Lama
em Brumadinho
Da localidade de Casa Branca,
em Brumadinho, acompanhei o crime contra todas e todos nós, que tem em sua
origem o modelo de desenvolvimento voltado para exportação de commodities. Vi e
senti todo o horror. Voltei no domingo de manhã para Belo Horizonte, e
participei da Manifestação na Praça da Liberdade.
Estou com muita raiva e
indignada. Estou com muita raiva da nossa impotência, dos pronunciamentos dos
atuais e dos antigos poderosos, dos noticiários, dos comentários.
Que loucura foi ver
Bolsonaro, Presidente da República e Zema, Governador de Minas se pronunciarem.

◆ Problema 1:
Liste todas as linhas dos registros abaixo em que aparece a palavra "paved".

◆ Registros do conjunto de anotação de pontos:
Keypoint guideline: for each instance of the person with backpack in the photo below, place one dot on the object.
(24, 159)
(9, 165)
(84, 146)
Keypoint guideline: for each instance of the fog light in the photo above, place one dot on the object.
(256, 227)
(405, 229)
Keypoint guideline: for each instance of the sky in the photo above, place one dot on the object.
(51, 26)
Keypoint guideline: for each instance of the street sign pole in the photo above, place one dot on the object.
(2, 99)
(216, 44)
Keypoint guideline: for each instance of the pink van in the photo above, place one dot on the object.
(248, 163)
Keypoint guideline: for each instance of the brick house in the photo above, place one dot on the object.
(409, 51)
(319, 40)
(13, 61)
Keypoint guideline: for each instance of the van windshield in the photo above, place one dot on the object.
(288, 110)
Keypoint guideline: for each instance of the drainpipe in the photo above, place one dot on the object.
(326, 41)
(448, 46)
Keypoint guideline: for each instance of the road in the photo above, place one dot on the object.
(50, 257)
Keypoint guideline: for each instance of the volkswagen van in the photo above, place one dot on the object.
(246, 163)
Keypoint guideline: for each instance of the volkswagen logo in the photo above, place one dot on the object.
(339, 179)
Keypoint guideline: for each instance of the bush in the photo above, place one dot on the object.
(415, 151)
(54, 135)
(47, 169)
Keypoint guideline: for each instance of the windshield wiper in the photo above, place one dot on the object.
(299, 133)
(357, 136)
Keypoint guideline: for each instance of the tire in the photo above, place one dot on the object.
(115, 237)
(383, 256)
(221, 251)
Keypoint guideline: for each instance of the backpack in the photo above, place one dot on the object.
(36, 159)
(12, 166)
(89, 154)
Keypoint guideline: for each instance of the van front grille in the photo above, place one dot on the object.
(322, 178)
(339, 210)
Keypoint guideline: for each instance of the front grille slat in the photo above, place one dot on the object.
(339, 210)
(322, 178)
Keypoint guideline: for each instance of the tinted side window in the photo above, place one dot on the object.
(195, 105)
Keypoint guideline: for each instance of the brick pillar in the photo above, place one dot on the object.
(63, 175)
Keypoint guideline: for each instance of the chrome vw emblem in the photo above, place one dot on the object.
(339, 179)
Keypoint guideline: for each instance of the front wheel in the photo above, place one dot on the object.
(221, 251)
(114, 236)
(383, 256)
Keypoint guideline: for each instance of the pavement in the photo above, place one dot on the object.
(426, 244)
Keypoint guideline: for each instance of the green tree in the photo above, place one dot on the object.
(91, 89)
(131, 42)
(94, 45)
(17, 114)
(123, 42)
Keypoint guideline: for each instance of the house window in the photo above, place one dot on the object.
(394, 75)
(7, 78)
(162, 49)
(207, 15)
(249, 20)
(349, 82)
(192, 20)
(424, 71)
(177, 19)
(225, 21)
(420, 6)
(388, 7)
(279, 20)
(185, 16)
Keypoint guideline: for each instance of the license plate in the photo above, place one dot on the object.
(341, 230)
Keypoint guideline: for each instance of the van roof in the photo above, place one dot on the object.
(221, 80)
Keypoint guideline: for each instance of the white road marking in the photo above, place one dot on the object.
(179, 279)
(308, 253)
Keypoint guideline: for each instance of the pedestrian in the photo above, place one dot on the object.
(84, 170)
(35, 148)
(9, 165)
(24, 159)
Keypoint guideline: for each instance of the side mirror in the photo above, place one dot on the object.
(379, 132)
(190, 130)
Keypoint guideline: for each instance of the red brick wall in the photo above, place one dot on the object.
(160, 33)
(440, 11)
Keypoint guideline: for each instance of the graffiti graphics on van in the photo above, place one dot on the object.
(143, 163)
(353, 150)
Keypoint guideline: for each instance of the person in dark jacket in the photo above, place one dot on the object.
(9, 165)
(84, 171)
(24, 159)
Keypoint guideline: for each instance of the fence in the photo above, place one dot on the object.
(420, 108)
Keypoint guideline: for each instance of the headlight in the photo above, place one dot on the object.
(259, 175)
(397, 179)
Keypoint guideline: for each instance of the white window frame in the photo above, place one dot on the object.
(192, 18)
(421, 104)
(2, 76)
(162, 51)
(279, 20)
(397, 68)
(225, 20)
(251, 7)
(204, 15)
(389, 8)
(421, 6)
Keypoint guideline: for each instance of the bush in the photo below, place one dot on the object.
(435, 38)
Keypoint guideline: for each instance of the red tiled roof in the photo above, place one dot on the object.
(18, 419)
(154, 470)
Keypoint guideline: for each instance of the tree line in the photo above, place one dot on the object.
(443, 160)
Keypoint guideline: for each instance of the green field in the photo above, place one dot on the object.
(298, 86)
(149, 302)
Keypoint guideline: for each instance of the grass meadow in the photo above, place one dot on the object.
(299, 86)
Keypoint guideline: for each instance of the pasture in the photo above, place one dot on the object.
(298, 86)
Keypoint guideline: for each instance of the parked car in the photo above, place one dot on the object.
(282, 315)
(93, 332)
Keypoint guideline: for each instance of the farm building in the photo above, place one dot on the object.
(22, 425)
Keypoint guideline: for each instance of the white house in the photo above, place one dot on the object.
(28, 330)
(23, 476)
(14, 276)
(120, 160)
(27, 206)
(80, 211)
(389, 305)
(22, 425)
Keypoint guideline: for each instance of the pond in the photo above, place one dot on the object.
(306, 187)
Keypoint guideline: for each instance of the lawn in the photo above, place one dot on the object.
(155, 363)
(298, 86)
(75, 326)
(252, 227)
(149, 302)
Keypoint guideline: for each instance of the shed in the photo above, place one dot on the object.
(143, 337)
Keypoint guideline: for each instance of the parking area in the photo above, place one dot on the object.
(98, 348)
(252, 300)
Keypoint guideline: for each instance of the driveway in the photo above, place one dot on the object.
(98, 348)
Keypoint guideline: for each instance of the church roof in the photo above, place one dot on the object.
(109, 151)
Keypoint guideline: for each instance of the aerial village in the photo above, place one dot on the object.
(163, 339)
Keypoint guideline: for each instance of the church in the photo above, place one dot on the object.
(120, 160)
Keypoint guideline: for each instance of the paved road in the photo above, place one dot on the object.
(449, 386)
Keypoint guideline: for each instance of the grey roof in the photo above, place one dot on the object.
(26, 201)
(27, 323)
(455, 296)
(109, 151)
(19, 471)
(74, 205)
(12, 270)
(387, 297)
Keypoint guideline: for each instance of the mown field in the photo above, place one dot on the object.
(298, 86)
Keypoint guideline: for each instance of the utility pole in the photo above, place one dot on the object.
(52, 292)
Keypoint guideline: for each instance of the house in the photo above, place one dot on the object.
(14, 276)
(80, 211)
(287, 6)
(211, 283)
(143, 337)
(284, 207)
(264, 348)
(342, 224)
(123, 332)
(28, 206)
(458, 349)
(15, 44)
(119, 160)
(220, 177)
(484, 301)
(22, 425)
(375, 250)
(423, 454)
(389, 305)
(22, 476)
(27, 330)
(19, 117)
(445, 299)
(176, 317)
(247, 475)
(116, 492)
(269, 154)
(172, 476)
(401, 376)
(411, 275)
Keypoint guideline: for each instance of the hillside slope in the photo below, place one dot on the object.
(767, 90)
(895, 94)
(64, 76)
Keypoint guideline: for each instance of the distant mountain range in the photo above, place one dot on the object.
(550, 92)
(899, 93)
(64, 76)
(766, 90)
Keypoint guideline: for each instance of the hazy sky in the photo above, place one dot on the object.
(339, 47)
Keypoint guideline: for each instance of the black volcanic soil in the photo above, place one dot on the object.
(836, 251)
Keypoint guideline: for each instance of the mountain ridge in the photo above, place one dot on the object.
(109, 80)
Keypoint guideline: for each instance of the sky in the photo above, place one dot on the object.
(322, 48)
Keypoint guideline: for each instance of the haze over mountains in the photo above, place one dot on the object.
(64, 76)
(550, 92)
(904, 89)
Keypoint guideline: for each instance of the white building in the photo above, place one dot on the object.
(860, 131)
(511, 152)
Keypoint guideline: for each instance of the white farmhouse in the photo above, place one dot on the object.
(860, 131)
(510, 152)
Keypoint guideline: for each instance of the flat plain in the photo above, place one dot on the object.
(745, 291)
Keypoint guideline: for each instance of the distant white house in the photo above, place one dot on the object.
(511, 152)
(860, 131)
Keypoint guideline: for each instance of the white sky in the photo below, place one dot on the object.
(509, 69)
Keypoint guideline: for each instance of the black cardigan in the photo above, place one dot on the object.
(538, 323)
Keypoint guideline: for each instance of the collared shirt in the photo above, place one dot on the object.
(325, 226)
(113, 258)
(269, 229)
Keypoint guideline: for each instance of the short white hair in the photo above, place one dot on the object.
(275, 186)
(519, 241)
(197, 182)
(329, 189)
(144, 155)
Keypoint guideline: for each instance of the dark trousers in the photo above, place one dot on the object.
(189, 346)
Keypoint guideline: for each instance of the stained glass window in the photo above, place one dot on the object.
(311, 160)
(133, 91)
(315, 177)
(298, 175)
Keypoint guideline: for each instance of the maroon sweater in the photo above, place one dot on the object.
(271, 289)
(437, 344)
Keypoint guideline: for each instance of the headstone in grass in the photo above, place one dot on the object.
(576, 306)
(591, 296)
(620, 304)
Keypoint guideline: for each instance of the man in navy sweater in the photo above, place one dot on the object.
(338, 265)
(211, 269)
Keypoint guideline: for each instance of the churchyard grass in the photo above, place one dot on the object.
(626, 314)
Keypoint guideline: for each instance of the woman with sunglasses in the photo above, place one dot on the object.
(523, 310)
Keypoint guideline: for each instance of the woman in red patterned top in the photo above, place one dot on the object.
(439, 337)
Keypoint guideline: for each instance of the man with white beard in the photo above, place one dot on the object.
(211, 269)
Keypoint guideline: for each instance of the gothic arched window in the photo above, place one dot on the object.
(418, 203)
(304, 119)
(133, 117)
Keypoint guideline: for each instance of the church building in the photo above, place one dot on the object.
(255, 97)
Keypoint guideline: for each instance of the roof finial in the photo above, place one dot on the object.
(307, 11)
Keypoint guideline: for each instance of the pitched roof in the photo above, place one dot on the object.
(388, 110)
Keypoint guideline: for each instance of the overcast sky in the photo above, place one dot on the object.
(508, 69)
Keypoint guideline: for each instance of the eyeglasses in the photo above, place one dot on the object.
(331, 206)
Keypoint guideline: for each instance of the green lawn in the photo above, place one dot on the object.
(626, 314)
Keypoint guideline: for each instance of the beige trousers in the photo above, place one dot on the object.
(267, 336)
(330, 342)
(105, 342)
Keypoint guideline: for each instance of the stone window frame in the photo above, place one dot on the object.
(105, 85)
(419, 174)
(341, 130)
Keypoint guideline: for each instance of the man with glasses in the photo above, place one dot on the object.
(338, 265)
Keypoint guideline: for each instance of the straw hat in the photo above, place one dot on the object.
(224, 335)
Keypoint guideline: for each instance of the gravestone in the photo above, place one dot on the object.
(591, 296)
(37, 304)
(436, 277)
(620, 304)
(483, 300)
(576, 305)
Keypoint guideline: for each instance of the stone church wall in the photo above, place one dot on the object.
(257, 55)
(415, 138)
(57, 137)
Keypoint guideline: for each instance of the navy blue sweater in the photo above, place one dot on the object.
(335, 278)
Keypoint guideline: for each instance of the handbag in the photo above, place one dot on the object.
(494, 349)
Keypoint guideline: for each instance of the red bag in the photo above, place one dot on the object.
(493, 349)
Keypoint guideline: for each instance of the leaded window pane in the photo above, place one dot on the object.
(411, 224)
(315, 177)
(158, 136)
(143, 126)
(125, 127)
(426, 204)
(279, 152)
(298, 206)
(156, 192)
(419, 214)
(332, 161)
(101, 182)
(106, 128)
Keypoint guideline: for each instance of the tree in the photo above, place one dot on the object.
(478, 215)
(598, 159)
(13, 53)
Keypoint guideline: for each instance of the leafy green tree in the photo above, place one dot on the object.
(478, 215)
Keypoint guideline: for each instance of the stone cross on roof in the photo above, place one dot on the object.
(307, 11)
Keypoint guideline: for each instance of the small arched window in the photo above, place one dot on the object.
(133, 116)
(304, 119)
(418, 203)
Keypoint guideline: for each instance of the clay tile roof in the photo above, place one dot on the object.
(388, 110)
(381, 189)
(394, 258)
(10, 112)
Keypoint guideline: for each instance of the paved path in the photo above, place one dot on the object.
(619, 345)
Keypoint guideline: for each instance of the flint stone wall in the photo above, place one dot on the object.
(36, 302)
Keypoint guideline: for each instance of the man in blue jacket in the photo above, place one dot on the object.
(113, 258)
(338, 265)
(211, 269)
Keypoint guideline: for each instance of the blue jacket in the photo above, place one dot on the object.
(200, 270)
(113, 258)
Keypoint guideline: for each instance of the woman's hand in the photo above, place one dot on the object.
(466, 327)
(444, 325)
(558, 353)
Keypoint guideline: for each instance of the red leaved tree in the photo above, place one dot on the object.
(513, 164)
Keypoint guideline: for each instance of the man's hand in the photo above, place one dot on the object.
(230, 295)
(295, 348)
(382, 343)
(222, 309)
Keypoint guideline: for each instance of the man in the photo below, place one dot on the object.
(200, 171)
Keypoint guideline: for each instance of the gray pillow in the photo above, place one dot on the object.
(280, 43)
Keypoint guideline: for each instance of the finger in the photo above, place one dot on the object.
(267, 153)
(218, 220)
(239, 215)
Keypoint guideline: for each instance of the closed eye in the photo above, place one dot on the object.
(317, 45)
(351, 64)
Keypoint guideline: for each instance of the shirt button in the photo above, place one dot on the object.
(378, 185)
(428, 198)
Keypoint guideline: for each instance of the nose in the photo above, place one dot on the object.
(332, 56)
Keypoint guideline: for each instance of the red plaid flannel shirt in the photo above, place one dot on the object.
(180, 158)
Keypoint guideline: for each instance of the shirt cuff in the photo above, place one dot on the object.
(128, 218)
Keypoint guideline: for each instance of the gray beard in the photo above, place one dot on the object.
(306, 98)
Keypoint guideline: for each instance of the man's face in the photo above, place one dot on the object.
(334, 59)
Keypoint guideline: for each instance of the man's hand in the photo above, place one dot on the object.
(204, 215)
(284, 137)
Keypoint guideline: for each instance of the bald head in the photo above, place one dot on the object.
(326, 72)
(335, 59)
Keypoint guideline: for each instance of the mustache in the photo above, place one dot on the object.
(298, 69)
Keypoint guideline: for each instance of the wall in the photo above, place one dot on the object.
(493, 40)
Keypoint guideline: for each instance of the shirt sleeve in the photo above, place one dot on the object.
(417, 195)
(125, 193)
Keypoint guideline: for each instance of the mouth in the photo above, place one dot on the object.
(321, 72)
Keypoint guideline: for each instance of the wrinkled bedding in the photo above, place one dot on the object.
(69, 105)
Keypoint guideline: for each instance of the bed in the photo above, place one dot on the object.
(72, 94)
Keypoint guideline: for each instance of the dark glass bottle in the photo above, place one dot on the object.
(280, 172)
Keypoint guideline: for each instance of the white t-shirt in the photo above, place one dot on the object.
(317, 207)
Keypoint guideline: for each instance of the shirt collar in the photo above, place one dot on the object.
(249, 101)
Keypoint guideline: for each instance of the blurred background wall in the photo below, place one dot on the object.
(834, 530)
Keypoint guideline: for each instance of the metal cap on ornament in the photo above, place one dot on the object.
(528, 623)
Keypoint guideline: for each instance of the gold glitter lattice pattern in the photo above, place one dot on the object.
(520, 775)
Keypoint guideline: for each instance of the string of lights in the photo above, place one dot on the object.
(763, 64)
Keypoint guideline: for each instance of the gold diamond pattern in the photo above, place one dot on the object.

◆ Problema 2:
Reproduza o trecho do texto sobre Brumadinho entre "Estou com muita raiva e" e "noticiários, dos comentários.", inclusive.

◆ Resposta do exercício 1:
Keypoint guideline: for each instance of the paved road in the photo above, place one dot on the object.
Keypoint guideline: for each instance of the paved path in the photo above, place one dot on the object.

◆ Resposta do exercício 2:
Estou com muita raiva e
indignada. Estou com muita raiva da nossa impotência, dos pronunciamentos dos
atuais e dos antigos poderosos, dos noticiários, dos comentários.